[Named object pointing lines]
____________

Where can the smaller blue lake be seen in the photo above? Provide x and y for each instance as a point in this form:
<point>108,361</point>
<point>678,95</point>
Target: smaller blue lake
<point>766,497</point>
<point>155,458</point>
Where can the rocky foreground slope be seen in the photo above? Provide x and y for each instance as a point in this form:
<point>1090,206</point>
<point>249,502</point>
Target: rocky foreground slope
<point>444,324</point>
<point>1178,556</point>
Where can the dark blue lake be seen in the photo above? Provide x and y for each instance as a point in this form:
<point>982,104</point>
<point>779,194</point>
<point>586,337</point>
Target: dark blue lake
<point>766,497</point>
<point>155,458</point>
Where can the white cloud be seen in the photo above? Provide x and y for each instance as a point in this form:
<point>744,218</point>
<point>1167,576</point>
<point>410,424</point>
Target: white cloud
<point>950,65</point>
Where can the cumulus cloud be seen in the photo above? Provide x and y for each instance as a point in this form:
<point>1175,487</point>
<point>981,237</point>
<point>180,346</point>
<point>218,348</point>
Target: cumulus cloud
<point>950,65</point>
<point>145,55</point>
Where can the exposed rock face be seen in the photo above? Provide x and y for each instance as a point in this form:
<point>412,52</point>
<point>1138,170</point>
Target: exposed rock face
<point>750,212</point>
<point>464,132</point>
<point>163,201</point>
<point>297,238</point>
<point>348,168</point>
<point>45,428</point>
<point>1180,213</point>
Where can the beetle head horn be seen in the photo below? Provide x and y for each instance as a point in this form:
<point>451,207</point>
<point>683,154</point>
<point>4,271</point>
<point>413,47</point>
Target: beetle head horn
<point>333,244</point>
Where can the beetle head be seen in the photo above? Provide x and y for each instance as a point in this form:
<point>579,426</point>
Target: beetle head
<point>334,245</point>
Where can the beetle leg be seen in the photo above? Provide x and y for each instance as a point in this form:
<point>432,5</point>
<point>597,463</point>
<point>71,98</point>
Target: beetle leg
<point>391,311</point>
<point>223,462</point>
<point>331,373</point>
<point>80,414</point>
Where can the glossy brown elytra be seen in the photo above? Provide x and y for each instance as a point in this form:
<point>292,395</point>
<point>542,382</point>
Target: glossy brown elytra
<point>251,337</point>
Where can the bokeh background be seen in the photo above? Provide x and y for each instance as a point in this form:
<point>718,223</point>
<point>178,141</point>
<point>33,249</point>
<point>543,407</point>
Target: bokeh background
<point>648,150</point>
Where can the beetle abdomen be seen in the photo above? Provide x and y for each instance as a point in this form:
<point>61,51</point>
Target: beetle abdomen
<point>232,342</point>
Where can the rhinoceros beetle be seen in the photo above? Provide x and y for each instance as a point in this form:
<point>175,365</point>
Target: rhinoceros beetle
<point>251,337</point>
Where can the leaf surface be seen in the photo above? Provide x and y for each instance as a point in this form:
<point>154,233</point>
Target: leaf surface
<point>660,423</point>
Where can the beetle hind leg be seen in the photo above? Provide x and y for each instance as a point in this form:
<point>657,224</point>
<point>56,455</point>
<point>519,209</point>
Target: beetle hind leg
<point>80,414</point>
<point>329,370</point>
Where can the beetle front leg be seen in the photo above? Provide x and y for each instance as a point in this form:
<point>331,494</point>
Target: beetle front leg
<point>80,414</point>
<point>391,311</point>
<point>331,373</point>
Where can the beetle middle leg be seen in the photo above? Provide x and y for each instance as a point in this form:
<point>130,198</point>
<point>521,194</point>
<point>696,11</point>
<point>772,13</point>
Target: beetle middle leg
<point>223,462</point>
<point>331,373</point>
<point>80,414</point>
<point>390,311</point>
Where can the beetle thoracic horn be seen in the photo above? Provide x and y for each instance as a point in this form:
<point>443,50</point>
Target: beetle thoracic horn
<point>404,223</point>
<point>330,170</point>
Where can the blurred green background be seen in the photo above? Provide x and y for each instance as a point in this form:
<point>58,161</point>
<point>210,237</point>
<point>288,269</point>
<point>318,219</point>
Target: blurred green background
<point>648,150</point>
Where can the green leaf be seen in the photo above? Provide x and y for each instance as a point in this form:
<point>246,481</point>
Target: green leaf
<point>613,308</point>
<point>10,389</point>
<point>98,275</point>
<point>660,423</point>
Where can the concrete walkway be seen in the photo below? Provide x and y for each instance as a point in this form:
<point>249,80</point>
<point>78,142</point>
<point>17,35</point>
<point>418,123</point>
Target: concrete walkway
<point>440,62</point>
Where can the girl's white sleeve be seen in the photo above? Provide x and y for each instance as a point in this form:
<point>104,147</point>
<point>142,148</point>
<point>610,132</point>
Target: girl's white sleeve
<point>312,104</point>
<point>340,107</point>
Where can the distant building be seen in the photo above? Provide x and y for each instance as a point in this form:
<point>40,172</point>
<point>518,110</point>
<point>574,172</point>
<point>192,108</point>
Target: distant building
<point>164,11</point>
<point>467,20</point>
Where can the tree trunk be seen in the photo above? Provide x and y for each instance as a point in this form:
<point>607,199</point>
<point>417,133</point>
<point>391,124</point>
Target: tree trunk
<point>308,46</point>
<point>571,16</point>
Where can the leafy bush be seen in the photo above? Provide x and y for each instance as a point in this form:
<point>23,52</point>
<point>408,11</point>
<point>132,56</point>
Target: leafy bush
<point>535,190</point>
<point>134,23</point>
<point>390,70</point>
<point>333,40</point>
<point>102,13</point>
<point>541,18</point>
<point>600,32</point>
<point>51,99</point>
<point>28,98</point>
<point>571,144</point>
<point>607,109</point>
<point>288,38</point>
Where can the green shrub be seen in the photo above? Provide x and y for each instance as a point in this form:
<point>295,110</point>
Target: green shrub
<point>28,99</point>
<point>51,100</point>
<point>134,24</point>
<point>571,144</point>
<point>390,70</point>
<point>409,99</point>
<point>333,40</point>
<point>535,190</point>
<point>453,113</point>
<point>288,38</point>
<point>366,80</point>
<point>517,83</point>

____________

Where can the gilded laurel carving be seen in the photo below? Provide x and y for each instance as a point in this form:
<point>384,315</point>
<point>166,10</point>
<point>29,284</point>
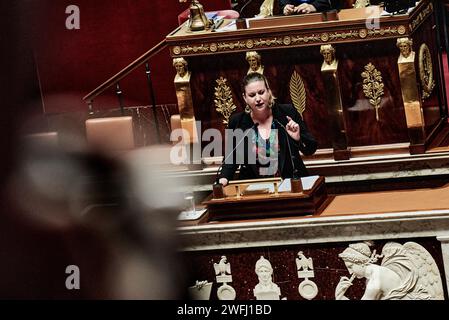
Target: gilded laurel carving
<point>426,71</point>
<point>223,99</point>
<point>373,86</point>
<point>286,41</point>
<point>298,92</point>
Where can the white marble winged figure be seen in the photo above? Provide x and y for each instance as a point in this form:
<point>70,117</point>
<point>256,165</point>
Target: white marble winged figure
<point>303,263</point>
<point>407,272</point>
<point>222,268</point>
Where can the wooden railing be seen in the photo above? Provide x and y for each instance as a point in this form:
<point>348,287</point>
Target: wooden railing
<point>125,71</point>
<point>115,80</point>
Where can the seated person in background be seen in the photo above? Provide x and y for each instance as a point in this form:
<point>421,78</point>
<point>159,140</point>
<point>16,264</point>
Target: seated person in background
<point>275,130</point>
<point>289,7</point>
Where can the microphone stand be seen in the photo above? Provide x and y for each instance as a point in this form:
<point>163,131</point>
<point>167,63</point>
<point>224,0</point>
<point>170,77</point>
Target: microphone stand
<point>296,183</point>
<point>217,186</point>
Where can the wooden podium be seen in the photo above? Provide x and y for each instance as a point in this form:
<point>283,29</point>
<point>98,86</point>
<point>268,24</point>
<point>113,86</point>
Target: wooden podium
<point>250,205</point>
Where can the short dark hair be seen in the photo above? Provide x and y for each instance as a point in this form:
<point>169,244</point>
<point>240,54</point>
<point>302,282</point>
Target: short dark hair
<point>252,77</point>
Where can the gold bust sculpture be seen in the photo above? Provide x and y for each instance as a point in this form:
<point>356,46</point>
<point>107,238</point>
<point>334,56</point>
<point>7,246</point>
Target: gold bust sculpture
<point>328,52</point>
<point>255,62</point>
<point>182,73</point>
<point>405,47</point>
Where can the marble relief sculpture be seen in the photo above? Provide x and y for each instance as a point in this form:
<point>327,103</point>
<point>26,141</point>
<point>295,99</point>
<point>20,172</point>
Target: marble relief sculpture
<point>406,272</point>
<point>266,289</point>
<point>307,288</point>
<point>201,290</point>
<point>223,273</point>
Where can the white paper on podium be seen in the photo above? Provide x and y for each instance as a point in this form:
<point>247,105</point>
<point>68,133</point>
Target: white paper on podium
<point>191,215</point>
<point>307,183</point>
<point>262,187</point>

____________

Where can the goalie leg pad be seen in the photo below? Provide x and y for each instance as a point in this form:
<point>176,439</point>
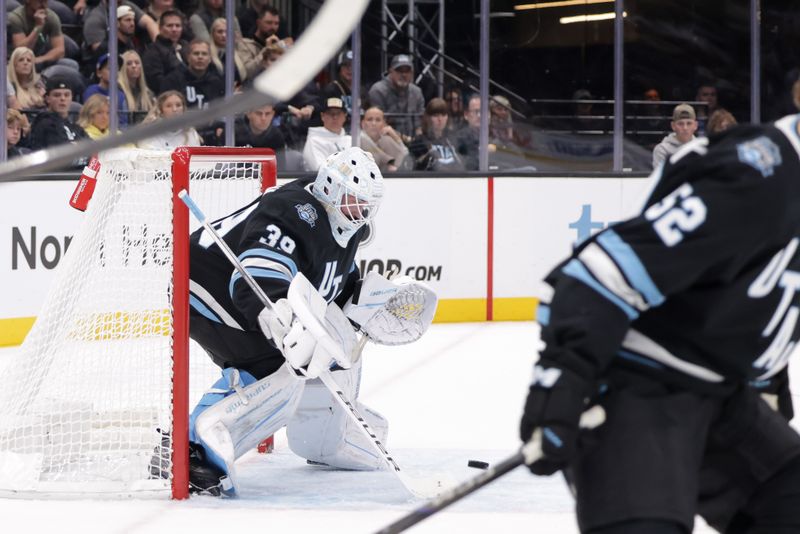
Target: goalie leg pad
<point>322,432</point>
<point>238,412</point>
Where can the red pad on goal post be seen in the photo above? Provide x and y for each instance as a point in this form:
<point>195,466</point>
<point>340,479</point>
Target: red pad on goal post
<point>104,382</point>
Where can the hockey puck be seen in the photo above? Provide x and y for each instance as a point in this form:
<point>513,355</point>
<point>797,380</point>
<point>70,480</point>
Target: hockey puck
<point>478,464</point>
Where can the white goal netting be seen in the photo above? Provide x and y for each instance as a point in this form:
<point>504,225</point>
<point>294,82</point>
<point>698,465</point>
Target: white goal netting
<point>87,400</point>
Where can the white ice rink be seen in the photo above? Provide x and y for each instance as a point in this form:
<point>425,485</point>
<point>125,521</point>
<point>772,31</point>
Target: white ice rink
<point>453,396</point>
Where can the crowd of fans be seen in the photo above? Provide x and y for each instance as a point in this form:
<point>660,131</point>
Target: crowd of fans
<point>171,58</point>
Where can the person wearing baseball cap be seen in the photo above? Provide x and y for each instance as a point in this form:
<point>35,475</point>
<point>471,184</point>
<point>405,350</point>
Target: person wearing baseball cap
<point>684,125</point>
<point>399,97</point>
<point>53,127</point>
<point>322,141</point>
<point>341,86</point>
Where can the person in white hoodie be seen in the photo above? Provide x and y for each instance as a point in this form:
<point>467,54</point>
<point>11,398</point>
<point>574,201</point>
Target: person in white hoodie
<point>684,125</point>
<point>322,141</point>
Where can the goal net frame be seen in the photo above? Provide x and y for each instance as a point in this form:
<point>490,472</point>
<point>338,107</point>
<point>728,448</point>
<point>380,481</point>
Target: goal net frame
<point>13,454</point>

____________

• [What the exercise asks]:
Rename "tree trunk" to "tree stem" in the lines starting at the one that has "Where can the concrete" and ending with the one that has "<point>571,16</point>". Return only those lines, with nothing else changed.

• [Exercise result]:
Where can the concrete walkway be seen in the photo below? Provide x and y for each instance as a point in this form:
<point>249,80</point>
<point>78,142</point>
<point>17,35</point>
<point>418,123</point>
Target: concrete walkway
<point>440,62</point>
Where can the girl's white sleeve be seen in the photo above? Provide x and y for each instance as a point in this form:
<point>104,147</point>
<point>142,148</point>
<point>610,132</point>
Target: girl's white sleeve
<point>312,104</point>
<point>340,107</point>
Where can the distant building be seen in the photo above? Provide x and y for each instance as a point in this form:
<point>40,172</point>
<point>518,110</point>
<point>574,172</point>
<point>192,108</point>
Target: distant building
<point>164,11</point>
<point>467,20</point>
Where can the tree stem be seen in the photo above? Provide x and y for each instance as a point in this form:
<point>607,199</point>
<point>417,133</point>
<point>391,124</point>
Target: tree stem
<point>308,46</point>
<point>571,16</point>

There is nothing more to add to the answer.